(Data records)
────────────────────

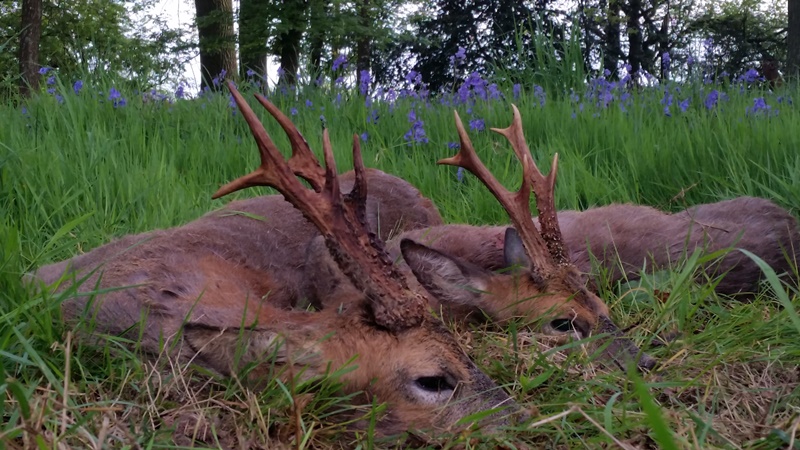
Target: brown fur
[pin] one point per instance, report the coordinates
(201, 287)
(272, 249)
(623, 238)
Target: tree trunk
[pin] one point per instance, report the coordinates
(253, 36)
(217, 40)
(635, 39)
(613, 47)
(793, 40)
(317, 31)
(288, 42)
(29, 46)
(363, 44)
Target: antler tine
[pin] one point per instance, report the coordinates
(516, 204)
(342, 221)
(303, 163)
(543, 188)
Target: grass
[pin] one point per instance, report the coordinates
(76, 174)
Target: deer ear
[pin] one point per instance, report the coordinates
(449, 279)
(514, 254)
(228, 350)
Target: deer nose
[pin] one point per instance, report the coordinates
(647, 362)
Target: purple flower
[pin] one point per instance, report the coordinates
(712, 99)
(539, 93)
(417, 133)
(364, 80)
(373, 116)
(460, 174)
(340, 62)
(116, 97)
(760, 106)
(477, 125)
(411, 77)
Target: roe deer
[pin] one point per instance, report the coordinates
(405, 356)
(623, 239)
(265, 234)
(545, 284)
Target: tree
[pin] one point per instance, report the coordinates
(29, 46)
(253, 35)
(216, 39)
(793, 39)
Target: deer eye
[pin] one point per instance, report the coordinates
(434, 384)
(562, 325)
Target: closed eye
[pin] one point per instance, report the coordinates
(434, 384)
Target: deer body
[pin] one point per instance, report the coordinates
(218, 289)
(623, 238)
(264, 237)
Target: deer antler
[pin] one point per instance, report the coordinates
(340, 219)
(546, 249)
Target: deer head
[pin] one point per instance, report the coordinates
(405, 356)
(545, 284)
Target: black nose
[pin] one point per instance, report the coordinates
(647, 362)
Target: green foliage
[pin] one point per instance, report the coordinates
(98, 37)
(73, 175)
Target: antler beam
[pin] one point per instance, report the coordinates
(546, 249)
(340, 219)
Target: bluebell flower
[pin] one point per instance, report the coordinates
(340, 62)
(711, 99)
(540, 95)
(411, 76)
(460, 174)
(364, 81)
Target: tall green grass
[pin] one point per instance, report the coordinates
(76, 174)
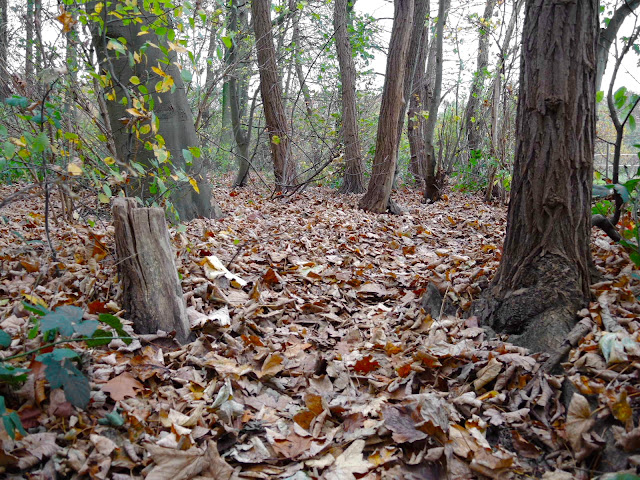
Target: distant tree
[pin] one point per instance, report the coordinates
(353, 179)
(378, 196)
(284, 165)
(609, 33)
(543, 278)
(141, 61)
(431, 188)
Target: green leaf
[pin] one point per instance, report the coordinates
(40, 143)
(100, 337)
(64, 374)
(113, 419)
(11, 374)
(17, 101)
(5, 339)
(37, 309)
(68, 320)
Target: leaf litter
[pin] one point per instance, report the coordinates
(320, 351)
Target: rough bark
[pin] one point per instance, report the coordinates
(418, 33)
(151, 291)
(238, 93)
(432, 184)
(353, 179)
(284, 166)
(417, 97)
(543, 278)
(378, 196)
(608, 36)
(172, 109)
(472, 113)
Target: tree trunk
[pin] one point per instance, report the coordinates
(377, 199)
(284, 166)
(236, 97)
(608, 36)
(4, 49)
(416, 43)
(170, 107)
(353, 179)
(543, 278)
(432, 187)
(472, 113)
(151, 291)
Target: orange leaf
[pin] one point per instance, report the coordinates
(366, 365)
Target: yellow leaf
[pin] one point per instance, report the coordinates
(35, 300)
(74, 169)
(159, 71)
(194, 184)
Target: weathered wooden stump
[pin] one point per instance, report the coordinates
(151, 290)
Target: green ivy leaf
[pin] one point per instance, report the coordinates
(64, 374)
(68, 320)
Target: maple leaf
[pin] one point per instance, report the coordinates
(366, 365)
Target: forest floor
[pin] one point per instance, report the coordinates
(325, 364)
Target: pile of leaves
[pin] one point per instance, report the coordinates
(320, 352)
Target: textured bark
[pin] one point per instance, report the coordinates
(4, 49)
(378, 196)
(353, 180)
(172, 109)
(284, 166)
(543, 278)
(416, 43)
(151, 291)
(238, 94)
(472, 113)
(432, 187)
(609, 33)
(417, 97)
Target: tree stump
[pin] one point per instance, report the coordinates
(151, 290)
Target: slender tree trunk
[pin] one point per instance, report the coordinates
(284, 167)
(472, 113)
(378, 196)
(170, 107)
(353, 180)
(543, 278)
(4, 49)
(418, 33)
(29, 21)
(432, 187)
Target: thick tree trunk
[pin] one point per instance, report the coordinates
(543, 278)
(284, 166)
(377, 199)
(353, 180)
(477, 87)
(170, 107)
(416, 44)
(432, 187)
(151, 291)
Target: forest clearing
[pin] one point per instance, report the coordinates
(232, 247)
(327, 364)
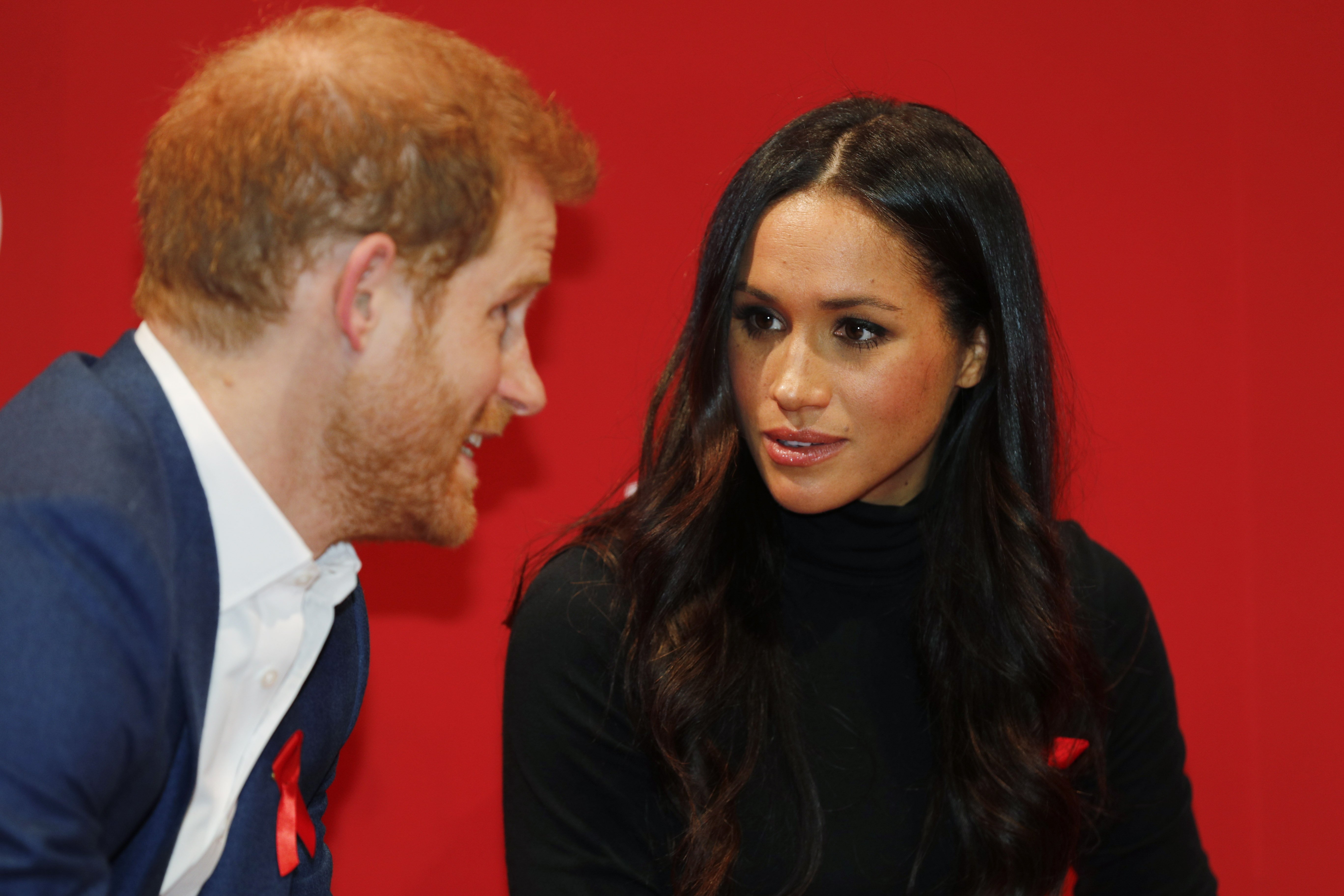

────────────────────

* [ACTIVITY]: An exact retyping of the entries, without images, is the required answer.

* [TASK SOLUTION]:
Target: brown fur
[pin] one point per instance, report the coordinates
(201, 287)
(272, 249)
(623, 238)
Target: tree trunk
[pin] one point per instance, report the coordinates
(253, 36)
(217, 40)
(635, 39)
(613, 47)
(793, 40)
(317, 31)
(288, 42)
(29, 46)
(363, 44)
Target: antler tine
[pin] one point per instance, report the coordinates
(516, 204)
(342, 221)
(303, 163)
(543, 188)
Target: grass
[pin] one point per instance, report the coordinates
(76, 174)
Target: deer ear
[pin] one point per instance, report the coordinates
(449, 279)
(514, 254)
(228, 350)
Target: deer nose
[pin] one point per instance, report the coordinates
(647, 362)
Target: purple flower
[pin] one point per instance, report the coordinates
(712, 99)
(539, 93)
(417, 133)
(364, 80)
(373, 116)
(460, 174)
(340, 62)
(116, 97)
(760, 106)
(477, 125)
(411, 77)
Target: roe deer
[pin] one point per instance, report the coordinates
(405, 356)
(623, 239)
(265, 234)
(545, 284)
Target: tree
[pin] one point per instance, report the coordinates
(29, 46)
(253, 35)
(216, 39)
(793, 39)
Target: deer eye
[pin] one point per instance, report the coordinates
(434, 384)
(562, 325)
Target: closed eye
[pin] one point per instance, report the coordinates
(434, 384)
Target: deer body
[pin] one point per instance, report the coordinates
(218, 289)
(623, 238)
(264, 237)
Target: deer antler
[pin] one point per instance, report the coordinates
(340, 219)
(546, 249)
Target: deer head
[pin] one point per instance, report the coordinates
(405, 356)
(545, 284)
Target: black nose
[pin] one point per instance, report the coordinates
(647, 362)
Target: green foliage
[pin] one point per instance, report the coordinates
(98, 37)
(73, 175)
Target: antler beam
[pin] one point per instance, report the coordinates
(546, 249)
(340, 219)
Target: bluebell flower
[pin] one point per instance, report the coordinates
(340, 62)
(711, 99)
(540, 95)
(411, 76)
(460, 174)
(364, 81)
Target: tall green grass
[pin] one point per instance, report the coordinates
(76, 174)
Target: distant tree
[pin] one point per instance, report the coordinates
(353, 179)
(378, 196)
(284, 165)
(609, 33)
(543, 278)
(141, 61)
(431, 188)
Target: green leaf
[pin] one point per instance, report the coordinates
(40, 143)
(100, 337)
(64, 374)
(113, 419)
(11, 374)
(17, 101)
(5, 339)
(37, 309)
(68, 320)
Target: leaf litter
[pin] one point per instance, report the coordinates
(320, 351)
Target: rough bark
[pin] one point per instance, report the coordinates
(418, 33)
(151, 291)
(238, 93)
(432, 184)
(353, 179)
(284, 166)
(417, 97)
(543, 278)
(378, 196)
(608, 36)
(172, 109)
(472, 113)
Target: tree trunk
[pin] one point per instance, report the coordinates
(377, 199)
(284, 166)
(236, 97)
(608, 36)
(4, 49)
(416, 43)
(170, 107)
(353, 179)
(543, 278)
(432, 187)
(472, 113)
(151, 291)
Target: orange leaf
[pin] one point per instance, report the coordinates
(366, 365)
Target: yellow leaf
[pin] one point per instance, report the coordinates
(35, 300)
(74, 169)
(159, 71)
(194, 184)
Target: weathered wooden stump
[pin] one point per instance, report the coordinates
(151, 290)
Target: green ivy leaf
[pin] one point per instance, report the coordinates
(64, 374)
(68, 320)
Target: maple leaf
[pin] one point per instance, report the coordinates
(366, 365)
Target: forest floor
[pin] one point per instance, report the coordinates
(325, 364)
Target: pile of leaves
[pin] one point per instance, report the coordinates
(320, 352)
Target: textured bark
[pin] one point per instance, report the coordinates
(4, 49)
(378, 196)
(353, 180)
(172, 109)
(284, 166)
(543, 278)
(416, 43)
(151, 291)
(238, 94)
(472, 113)
(432, 187)
(609, 33)
(417, 97)
Target: tree stump
[pin] one point per instance, report the coordinates
(151, 290)
Target: slender tree trunk
[pin] one point per instance, report the coordinates
(284, 167)
(472, 113)
(378, 196)
(170, 107)
(353, 180)
(543, 278)
(4, 49)
(418, 33)
(29, 21)
(432, 187)
Target: thick tree trunk
[pin] one point per instance, report the coordinates
(543, 278)
(284, 166)
(377, 199)
(353, 180)
(477, 87)
(170, 107)
(416, 44)
(432, 187)
(151, 291)
Target: forest clearing
[pin] one point per instance, report the coordinates
(232, 247)
(327, 364)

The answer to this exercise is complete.